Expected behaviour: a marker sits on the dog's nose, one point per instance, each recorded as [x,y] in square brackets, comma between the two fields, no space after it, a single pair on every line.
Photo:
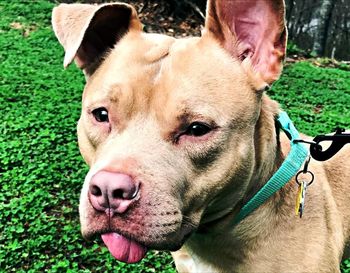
[112,192]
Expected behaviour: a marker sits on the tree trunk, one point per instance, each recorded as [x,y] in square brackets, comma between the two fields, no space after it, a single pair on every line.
[323,21]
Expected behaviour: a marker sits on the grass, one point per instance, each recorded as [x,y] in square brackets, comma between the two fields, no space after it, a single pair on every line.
[41,171]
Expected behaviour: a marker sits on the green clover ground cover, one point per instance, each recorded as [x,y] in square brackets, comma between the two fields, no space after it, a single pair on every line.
[41,171]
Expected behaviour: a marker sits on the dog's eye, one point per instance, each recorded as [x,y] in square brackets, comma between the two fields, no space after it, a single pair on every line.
[197,129]
[101,114]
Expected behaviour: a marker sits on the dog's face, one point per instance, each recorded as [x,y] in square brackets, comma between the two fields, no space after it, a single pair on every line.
[167,125]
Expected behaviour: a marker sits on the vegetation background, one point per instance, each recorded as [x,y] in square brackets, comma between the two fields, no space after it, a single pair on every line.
[41,171]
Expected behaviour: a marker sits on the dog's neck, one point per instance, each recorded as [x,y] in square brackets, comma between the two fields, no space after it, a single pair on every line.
[270,151]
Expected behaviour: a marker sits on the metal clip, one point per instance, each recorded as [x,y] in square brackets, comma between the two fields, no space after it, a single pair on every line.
[339,139]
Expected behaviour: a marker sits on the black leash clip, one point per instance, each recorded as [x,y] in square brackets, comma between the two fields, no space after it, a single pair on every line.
[339,139]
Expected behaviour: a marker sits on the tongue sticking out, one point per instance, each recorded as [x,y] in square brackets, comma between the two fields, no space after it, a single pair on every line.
[123,249]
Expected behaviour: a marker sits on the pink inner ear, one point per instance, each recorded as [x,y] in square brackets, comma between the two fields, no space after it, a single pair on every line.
[258,28]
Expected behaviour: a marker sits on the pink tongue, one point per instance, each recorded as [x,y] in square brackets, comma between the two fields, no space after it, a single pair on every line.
[123,249]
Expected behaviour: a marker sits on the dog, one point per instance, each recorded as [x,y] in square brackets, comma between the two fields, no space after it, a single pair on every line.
[179,135]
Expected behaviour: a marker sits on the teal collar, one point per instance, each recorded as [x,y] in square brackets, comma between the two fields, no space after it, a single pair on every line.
[288,169]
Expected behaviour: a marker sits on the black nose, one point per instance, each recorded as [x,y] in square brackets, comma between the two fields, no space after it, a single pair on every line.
[112,192]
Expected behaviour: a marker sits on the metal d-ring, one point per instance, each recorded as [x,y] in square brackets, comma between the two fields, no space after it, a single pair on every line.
[307,172]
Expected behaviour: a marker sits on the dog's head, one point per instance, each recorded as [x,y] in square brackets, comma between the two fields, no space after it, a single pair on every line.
[168,126]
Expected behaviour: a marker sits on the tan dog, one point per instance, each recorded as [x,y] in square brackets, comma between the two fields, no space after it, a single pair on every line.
[179,135]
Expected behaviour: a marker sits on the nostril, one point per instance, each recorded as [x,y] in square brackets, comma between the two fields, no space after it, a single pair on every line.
[118,193]
[95,190]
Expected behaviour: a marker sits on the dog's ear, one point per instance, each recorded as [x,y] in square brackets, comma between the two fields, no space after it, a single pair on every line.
[87,32]
[251,30]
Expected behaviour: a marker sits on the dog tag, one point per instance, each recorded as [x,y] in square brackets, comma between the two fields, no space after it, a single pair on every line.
[300,204]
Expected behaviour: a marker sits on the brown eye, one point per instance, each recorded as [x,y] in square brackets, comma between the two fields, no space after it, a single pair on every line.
[100,114]
[197,129]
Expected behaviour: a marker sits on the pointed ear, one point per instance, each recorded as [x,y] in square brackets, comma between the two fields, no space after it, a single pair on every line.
[252,31]
[87,32]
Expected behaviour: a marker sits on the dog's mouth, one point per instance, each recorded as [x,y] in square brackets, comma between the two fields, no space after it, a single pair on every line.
[128,250]
[124,249]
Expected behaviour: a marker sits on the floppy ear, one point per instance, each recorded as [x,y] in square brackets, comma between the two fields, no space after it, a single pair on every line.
[87,32]
[252,31]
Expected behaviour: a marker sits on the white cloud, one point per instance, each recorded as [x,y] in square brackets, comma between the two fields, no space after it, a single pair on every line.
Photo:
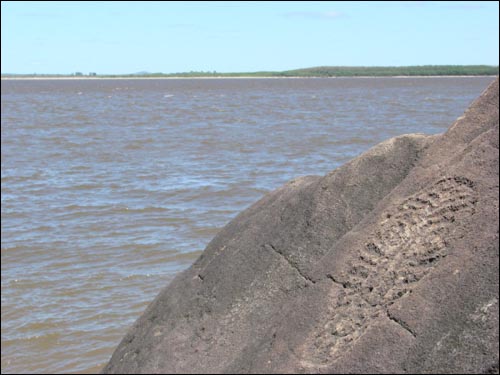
[314,15]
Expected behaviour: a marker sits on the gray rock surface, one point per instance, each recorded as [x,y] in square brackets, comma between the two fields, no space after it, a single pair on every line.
[388,264]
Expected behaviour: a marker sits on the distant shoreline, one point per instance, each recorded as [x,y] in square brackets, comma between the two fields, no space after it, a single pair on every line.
[315,72]
[34,78]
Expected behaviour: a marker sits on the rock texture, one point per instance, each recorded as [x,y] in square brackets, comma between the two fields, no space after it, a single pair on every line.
[388,264]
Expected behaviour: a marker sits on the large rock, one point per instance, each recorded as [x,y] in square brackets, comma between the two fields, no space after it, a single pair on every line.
[387,264]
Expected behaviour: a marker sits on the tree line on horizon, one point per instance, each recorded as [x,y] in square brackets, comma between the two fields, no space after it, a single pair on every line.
[321,71]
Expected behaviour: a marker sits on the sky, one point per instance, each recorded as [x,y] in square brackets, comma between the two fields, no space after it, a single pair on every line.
[128,37]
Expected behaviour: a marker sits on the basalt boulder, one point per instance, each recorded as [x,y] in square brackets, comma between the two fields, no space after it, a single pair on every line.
[388,264]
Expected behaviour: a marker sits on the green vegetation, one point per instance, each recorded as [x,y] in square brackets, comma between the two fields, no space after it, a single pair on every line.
[321,71]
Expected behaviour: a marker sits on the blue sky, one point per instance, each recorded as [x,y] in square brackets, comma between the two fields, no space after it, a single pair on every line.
[128,37]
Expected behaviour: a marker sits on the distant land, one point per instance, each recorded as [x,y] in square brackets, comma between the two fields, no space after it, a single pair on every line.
[320,71]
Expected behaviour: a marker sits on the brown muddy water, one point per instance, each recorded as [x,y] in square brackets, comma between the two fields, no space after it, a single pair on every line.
[112,187]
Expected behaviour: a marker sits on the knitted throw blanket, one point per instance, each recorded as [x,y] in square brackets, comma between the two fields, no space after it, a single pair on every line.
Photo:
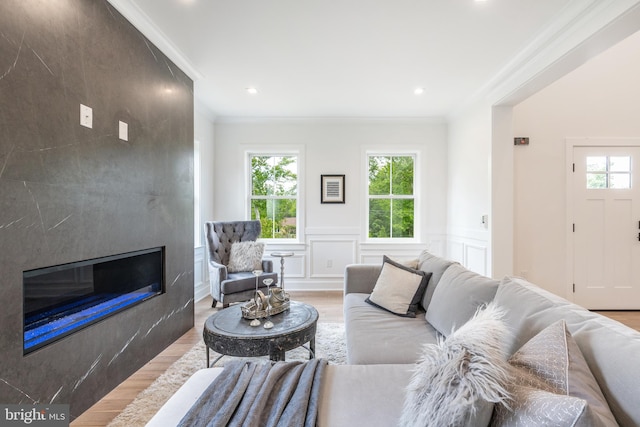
[260,394]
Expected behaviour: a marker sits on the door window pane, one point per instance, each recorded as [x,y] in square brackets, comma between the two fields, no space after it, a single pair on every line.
[596,180]
[620,180]
[608,172]
[620,164]
[597,164]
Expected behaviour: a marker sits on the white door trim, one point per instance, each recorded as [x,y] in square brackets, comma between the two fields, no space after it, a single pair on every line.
[570,144]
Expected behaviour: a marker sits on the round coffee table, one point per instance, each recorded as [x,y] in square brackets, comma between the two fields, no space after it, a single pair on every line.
[228,333]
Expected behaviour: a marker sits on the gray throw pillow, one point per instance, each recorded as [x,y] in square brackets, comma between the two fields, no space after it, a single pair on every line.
[245,256]
[399,288]
[552,385]
[458,381]
[437,267]
[457,297]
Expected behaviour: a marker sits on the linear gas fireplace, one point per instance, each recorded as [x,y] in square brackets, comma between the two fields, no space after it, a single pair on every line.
[62,299]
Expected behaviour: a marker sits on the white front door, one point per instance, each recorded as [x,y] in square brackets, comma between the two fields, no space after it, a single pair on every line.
[606,237]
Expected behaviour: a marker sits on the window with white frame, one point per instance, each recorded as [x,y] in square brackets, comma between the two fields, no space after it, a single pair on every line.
[273,195]
[390,194]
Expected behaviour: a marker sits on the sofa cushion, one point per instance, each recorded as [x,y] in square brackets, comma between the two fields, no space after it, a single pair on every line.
[364,395]
[377,336]
[604,343]
[398,289]
[457,297]
[552,385]
[436,266]
[458,380]
[245,256]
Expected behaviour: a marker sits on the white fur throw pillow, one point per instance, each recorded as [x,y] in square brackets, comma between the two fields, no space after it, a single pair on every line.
[458,380]
[245,256]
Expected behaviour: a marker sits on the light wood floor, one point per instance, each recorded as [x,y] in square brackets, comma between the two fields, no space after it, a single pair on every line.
[328,304]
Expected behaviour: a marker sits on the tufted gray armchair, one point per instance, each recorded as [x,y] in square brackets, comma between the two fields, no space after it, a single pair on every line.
[232,287]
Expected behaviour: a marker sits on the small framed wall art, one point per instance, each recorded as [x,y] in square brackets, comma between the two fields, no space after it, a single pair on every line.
[331,188]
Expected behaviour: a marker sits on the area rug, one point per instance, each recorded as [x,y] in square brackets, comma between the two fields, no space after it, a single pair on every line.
[330,345]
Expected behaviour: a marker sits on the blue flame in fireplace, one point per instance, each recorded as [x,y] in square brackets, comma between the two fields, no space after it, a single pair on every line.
[40,328]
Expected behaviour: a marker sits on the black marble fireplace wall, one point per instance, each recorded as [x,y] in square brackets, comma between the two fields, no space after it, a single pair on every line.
[69,192]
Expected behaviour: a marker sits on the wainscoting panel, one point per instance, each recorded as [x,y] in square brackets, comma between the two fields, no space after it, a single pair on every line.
[473,253]
[476,258]
[456,251]
[294,266]
[328,258]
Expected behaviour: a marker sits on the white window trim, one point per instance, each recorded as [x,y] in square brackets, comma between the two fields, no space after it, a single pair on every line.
[417,192]
[278,150]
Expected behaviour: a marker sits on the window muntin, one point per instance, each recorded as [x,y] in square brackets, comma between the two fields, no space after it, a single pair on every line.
[274,194]
[608,172]
[391,196]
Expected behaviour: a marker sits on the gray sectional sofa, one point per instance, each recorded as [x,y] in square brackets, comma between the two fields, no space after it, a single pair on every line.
[383,348]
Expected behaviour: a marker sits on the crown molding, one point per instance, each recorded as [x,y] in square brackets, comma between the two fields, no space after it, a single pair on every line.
[582,31]
[145,25]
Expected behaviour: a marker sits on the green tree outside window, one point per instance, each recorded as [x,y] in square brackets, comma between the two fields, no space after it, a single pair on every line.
[391,198]
[274,195]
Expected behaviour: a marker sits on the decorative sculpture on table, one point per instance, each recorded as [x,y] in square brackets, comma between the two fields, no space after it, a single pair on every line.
[275,302]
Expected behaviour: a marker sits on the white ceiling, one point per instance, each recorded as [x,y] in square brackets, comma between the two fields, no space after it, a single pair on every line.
[349,58]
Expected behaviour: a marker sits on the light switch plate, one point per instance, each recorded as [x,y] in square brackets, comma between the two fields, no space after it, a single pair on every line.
[86,116]
[123,131]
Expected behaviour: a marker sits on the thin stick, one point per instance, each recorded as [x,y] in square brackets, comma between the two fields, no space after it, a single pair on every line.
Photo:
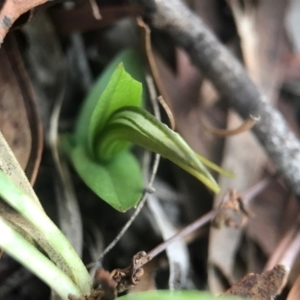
[95,10]
[245,126]
[231,81]
[187,230]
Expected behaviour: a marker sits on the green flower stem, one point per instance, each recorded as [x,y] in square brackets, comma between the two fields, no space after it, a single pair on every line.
[16,198]
[25,253]
[139,127]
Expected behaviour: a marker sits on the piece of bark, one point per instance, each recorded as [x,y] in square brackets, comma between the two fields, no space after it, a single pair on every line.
[263,286]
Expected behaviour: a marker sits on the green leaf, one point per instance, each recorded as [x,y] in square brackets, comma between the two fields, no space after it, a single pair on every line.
[133,63]
[25,253]
[138,126]
[167,295]
[118,182]
[121,91]
[214,167]
[47,232]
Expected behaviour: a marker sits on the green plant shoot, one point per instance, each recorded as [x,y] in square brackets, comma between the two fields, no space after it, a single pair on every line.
[99,149]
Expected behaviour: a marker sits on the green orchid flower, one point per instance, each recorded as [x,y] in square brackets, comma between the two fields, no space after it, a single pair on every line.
[111,120]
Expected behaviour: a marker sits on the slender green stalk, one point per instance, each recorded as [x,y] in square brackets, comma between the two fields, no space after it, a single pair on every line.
[25,253]
[16,198]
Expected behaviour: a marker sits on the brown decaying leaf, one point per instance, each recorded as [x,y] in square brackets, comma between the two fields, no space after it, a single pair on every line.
[235,214]
[294,293]
[66,21]
[263,286]
[19,121]
[12,10]
[245,126]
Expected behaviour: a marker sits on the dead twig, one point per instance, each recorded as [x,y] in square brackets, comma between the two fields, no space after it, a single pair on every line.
[232,82]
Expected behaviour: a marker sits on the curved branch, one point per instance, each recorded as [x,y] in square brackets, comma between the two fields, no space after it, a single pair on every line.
[232,82]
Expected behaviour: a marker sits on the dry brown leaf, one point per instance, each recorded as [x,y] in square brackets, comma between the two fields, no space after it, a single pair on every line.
[66,20]
[11,10]
[18,116]
[294,293]
[263,286]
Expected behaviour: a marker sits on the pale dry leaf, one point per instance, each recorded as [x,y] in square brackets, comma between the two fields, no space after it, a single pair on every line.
[263,286]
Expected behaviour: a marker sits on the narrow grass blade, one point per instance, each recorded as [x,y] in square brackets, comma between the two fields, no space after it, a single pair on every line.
[25,253]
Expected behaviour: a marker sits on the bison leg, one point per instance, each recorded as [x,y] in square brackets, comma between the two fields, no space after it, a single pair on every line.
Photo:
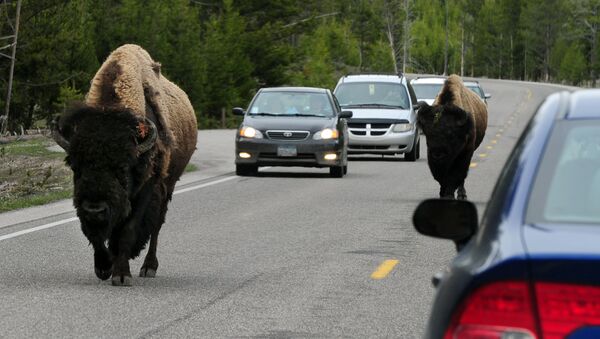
[461,193]
[150,265]
[446,192]
[102,261]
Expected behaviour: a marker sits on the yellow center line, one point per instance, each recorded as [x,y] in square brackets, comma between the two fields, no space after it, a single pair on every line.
[384,269]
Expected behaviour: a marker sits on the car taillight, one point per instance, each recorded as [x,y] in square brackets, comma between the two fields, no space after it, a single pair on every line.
[564,308]
[497,310]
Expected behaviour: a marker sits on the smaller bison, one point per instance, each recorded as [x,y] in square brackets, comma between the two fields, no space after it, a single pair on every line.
[127,145]
[454,126]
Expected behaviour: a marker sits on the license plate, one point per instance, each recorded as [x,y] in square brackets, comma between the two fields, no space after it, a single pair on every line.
[287,151]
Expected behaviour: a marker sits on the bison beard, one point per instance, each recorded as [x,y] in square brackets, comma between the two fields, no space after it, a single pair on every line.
[127,147]
[454,126]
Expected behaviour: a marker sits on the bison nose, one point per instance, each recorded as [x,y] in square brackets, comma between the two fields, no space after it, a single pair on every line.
[94,207]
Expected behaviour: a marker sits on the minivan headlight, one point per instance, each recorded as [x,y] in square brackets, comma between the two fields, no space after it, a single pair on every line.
[250,132]
[325,134]
[402,128]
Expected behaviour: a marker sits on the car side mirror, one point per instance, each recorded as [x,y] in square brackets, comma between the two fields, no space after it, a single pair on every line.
[447,219]
[345,114]
[238,111]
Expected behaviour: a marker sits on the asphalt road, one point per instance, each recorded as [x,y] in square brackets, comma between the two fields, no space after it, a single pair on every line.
[290,253]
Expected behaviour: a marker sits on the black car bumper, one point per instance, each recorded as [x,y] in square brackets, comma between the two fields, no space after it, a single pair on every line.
[308,153]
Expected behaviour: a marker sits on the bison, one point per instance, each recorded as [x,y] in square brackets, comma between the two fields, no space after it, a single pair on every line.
[127,145]
[454,126]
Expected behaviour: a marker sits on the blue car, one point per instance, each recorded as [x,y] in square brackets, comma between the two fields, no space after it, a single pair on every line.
[531,267]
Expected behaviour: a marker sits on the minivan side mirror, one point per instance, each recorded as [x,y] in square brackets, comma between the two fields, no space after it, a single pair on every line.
[447,219]
[238,111]
[345,114]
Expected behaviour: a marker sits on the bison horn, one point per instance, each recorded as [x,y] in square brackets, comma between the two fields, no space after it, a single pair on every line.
[58,137]
[150,138]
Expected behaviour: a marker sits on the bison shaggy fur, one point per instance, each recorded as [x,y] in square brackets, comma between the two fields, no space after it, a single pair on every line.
[454,127]
[127,145]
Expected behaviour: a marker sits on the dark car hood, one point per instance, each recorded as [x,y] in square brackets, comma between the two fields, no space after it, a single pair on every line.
[564,253]
[311,124]
[562,239]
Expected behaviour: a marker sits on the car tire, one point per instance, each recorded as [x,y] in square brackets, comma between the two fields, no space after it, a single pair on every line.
[336,171]
[246,170]
[413,154]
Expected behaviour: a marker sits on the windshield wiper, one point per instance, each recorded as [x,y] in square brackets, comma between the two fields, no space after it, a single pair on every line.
[267,114]
[374,105]
[307,115]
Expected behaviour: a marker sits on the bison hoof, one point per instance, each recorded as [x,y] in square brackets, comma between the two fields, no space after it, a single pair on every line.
[122,280]
[103,274]
[147,272]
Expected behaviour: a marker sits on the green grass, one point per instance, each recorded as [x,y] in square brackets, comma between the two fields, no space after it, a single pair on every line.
[33,200]
[33,147]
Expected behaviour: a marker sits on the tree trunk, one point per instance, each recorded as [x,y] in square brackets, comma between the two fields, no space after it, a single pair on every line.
[406,37]
[447,39]
[462,49]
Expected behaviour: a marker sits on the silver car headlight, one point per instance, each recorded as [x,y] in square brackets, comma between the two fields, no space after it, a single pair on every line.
[250,132]
[402,128]
[327,133]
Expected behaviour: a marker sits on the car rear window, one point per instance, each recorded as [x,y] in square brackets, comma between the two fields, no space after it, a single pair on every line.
[426,91]
[375,93]
[567,186]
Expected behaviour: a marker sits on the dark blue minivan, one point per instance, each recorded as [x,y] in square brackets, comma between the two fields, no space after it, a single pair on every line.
[531,267]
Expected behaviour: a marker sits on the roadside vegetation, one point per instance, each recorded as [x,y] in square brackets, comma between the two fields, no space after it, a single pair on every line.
[32,174]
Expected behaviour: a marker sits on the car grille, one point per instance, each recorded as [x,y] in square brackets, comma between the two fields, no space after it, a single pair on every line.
[288,135]
[273,156]
[369,147]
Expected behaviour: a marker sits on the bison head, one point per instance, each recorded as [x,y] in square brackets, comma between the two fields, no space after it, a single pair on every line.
[448,130]
[107,149]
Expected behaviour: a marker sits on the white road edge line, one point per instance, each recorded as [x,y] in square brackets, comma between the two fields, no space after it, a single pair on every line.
[65,221]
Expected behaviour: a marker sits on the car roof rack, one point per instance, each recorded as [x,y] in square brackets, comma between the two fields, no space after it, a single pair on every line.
[399,74]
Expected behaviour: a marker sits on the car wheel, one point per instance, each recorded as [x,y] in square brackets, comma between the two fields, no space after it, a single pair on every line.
[336,171]
[412,155]
[246,170]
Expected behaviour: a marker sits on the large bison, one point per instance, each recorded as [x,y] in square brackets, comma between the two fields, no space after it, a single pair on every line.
[127,146]
[454,126]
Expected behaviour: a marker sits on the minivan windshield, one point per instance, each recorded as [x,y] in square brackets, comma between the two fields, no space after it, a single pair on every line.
[567,187]
[372,94]
[287,103]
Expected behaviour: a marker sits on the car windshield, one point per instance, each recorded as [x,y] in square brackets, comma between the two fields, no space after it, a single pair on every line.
[476,89]
[286,103]
[426,91]
[372,94]
[567,188]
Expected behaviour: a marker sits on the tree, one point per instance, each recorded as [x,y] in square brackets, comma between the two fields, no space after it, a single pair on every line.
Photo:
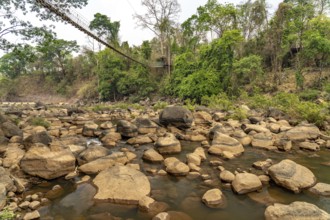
========
» Instruction
Update the records beginning at the line that has "Expected behaviour: a marker sits on the car windshield, one" and continuing through the end of the records, replacing "marker" with "dot" and leaving everything else unchanged. Return only those lines, without the pictures.

» Correct result
Expected behaviour: a dot sits on the car windshield, one point per instance, each recorded as [x,y] in square brackets, comma between the two fields, no space after it, a single pair on every line.
[476,89]
[286,103]
[426,91]
[372,94]
[567,188]
Expected behaviour: a dot sits on the tree, one point per instance, each recorded as [x,y] in square brackets, comma between the two fields, no space after it, a single pair on every line.
Photo:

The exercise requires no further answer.